:: Problem details ::
The required output is the exact sequence of lines from the line holding "of the grassy" to the end of the records, inclusive.
>>>>
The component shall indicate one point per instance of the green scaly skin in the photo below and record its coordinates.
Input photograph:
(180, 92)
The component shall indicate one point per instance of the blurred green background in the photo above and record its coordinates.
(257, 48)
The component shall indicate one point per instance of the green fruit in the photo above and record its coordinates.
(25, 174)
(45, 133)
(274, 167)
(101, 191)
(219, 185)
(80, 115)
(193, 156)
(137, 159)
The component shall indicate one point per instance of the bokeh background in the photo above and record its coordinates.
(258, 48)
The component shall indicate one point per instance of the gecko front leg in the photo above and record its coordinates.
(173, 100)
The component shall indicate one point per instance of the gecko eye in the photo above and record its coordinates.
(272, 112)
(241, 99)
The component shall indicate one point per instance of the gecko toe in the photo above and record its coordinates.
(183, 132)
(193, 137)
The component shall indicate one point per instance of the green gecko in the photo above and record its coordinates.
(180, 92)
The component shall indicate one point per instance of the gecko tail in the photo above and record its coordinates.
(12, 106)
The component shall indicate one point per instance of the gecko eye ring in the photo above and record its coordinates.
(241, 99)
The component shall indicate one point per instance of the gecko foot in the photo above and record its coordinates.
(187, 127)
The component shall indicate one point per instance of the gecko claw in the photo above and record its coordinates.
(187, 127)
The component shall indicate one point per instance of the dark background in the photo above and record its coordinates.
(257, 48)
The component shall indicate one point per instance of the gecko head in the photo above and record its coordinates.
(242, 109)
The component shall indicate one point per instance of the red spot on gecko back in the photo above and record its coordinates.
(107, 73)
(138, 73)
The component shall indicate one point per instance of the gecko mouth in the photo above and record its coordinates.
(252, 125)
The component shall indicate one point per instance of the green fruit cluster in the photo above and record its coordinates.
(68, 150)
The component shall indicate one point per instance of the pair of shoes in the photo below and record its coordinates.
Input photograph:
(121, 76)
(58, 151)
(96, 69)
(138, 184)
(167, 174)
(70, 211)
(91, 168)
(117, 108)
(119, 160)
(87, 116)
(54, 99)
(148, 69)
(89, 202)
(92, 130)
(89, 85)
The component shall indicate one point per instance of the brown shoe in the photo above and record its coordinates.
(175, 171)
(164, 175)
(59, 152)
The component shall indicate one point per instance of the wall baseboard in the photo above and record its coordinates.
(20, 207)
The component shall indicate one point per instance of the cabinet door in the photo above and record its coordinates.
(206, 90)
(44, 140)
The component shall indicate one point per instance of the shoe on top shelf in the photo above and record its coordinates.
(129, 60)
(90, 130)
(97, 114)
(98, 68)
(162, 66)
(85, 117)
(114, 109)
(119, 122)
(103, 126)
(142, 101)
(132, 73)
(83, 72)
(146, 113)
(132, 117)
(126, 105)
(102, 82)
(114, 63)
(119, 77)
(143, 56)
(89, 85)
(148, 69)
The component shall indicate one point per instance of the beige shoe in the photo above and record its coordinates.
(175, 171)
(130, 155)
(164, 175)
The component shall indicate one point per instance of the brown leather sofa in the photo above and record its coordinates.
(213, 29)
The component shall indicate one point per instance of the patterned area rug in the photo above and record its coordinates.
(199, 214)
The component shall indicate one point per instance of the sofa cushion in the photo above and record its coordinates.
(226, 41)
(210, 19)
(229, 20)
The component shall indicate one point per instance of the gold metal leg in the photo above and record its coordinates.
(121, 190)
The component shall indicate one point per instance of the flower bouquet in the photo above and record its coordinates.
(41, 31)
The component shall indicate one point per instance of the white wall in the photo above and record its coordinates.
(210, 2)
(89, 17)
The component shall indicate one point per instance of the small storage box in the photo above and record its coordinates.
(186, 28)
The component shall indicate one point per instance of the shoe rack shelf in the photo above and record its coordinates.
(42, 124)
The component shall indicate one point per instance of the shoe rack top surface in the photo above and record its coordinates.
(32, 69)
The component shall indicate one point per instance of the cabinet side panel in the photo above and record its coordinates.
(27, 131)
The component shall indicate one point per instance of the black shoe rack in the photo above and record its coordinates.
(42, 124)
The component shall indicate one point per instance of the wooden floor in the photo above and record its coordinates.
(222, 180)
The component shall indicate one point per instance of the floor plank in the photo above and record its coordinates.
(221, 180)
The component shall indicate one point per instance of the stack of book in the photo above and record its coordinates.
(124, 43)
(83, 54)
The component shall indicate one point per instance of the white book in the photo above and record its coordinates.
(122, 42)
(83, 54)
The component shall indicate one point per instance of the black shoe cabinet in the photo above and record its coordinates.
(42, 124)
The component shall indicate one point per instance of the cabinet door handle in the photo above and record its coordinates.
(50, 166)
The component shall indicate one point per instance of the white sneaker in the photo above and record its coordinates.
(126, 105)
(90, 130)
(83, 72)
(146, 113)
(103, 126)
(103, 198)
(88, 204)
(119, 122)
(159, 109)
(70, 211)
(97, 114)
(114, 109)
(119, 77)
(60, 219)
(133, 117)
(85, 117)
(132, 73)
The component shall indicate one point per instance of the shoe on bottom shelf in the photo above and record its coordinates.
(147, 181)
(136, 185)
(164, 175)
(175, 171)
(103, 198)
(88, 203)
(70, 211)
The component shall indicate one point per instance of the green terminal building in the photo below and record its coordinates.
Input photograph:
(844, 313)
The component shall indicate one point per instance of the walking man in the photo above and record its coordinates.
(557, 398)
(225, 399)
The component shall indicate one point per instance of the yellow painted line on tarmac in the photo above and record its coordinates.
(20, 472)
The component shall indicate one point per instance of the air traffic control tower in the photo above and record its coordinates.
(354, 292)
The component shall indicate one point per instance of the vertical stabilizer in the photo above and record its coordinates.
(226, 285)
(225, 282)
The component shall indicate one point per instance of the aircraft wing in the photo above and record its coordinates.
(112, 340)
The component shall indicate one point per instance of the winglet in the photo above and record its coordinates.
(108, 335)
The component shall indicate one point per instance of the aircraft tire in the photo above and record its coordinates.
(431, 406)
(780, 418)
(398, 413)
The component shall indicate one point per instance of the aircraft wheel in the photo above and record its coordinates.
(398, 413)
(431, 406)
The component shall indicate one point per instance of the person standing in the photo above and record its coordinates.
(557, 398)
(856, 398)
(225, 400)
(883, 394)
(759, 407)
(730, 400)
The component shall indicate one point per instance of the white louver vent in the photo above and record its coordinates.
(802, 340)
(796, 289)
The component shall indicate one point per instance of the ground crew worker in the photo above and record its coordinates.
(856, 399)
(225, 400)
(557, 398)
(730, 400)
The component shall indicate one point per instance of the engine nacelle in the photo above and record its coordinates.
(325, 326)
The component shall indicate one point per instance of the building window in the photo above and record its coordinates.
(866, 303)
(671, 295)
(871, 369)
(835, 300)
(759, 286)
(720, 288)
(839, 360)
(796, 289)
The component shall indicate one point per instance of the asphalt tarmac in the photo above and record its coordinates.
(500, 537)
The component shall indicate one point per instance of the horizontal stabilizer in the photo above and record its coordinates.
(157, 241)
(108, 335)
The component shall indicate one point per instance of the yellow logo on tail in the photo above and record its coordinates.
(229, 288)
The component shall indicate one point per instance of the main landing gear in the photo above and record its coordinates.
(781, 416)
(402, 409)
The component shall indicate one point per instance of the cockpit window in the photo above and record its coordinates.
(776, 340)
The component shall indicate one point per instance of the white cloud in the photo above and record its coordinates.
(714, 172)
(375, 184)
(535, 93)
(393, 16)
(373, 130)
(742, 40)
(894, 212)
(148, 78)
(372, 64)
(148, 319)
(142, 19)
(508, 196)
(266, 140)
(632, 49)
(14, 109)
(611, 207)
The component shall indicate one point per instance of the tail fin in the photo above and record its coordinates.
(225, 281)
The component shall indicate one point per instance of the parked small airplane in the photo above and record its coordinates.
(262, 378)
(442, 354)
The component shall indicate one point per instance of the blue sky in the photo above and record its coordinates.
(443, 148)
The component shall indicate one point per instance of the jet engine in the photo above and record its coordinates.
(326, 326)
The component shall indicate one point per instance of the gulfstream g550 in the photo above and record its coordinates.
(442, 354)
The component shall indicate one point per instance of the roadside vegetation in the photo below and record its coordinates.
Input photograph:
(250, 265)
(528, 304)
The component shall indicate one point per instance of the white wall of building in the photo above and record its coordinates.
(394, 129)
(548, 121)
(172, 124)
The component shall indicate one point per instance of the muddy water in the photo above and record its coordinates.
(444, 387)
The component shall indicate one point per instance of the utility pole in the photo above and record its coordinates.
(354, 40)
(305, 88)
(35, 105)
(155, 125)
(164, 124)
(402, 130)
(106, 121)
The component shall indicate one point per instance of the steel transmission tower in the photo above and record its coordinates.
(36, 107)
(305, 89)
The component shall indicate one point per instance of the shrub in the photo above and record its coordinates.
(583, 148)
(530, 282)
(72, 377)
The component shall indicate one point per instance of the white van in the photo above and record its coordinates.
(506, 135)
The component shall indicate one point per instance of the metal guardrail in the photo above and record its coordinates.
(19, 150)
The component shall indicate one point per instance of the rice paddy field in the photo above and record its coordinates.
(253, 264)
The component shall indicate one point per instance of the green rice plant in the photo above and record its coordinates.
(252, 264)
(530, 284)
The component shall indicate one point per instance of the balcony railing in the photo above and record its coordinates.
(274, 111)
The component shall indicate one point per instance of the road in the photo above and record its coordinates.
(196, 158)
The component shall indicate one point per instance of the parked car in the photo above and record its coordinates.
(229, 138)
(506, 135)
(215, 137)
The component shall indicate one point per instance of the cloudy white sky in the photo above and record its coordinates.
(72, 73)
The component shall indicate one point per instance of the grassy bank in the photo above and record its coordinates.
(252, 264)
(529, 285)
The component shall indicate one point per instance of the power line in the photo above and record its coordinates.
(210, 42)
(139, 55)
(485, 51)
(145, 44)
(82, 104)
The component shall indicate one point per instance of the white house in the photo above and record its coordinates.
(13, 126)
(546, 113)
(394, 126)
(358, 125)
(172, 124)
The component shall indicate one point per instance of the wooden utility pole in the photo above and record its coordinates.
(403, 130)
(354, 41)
<<<<
:: Result for this exercise ::
The component shall indicate one point per instance of the grassy bank in the photo above and record its coordinates.
(252, 264)
(529, 285)
The component shall indicate one point per instance of the power line in the photo above and record its coordinates.
(210, 42)
(139, 55)
(485, 51)
(145, 44)
(82, 104)
The component shall indicate one point per instance of the white house in the photo above and record its coordinates.
(13, 126)
(546, 113)
(394, 126)
(358, 125)
(172, 124)
The component shall indicate one point per instance of the wooden utility pole in the photo above and record its coordinates.
(403, 130)
(354, 41)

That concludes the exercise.